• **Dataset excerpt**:
==*==
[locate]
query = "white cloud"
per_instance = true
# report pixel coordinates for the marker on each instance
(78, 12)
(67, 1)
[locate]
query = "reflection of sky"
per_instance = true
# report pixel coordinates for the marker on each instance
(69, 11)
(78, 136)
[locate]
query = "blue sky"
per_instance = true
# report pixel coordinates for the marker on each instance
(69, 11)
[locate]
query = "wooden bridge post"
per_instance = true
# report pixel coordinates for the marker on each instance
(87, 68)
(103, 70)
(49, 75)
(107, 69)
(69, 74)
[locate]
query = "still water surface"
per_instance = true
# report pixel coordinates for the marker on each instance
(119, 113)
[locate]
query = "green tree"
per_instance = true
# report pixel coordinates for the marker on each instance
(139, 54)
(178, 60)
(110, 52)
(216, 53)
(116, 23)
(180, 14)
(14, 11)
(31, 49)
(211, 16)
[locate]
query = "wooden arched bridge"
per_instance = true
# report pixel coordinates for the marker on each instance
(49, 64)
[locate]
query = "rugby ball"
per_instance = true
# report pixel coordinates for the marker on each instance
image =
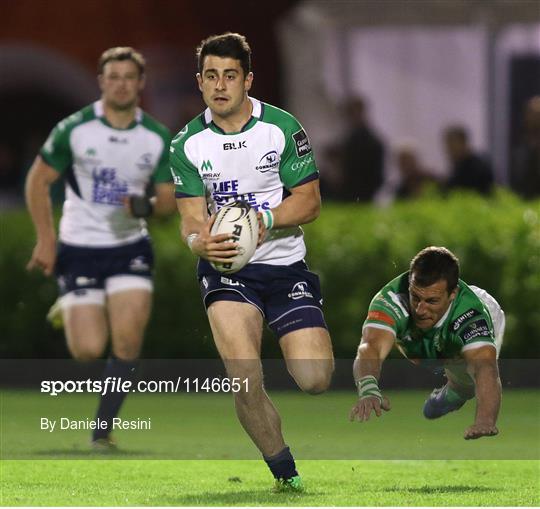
==*==
Lay out the material above as a Markdown table with the columns Row and Line, giving each non-blank line its own numbered row and skipping blank lines. Leave the picture out of the answer.

| Row | Line |
|---|---|
| 1 | [locate] |
| 2 | query = "white cloud" |
| 3 | per_instance = true |
| 4 | # report pixel coordinates for the marker on each instance |
| 5 | (78, 12) |
| 6 | (67, 1) |
| 7 | [locate] |
| 8 | query = "reflection of sky" |
| 9 | per_instance = true |
| 10 | # report pixel coordinates for the marker on each instance |
| 11 | (69, 11) |
| 12 | (78, 136) |
| 13 | [locate] |
| 14 | query = "blue sky" |
| 15 | per_instance = true |
| 16 | # report pixel coordinates for the marker on each instance |
| 17 | (69, 11) |
| 18 | [locate] |
| 19 | query = "wooden bridge post" |
| 20 | per_instance = true |
| 21 | # report pixel coordinates for the marker on each instance |
| 22 | (87, 68) |
| 23 | (103, 70) |
| 24 | (49, 75) |
| 25 | (107, 69) |
| 26 | (69, 74) |
| 27 | [locate] |
| 28 | query = "still water surface" |
| 29 | per_instance = true |
| 30 | # report pixel coordinates for the marker on each instance |
| 31 | (119, 113) |
| 32 | [locate] |
| 33 | query = "green tree" |
| 34 | per_instance = true |
| 35 | # report pixel coordinates for the marker on each instance |
| 36 | (139, 54) |
| 37 | (178, 60) |
| 38 | (110, 52) |
| 39 | (216, 53) |
| 40 | (116, 23) |
| 41 | (180, 14) |
| 42 | (14, 11) |
| 43 | (31, 49) |
| 44 | (211, 16) |
| 45 | [locate] |
| 46 | query = "wooden arched bridge" |
| 47 | per_instance = true |
| 48 | # report pixel coordinates for the marker on each instance |
| 49 | (49, 64) |
| 50 | [locate] |
| 51 | query = "rugby ball" |
| 52 | per_instance = true |
| 53 | # report pixel coordinates for the marker on each instance |
| 54 | image = |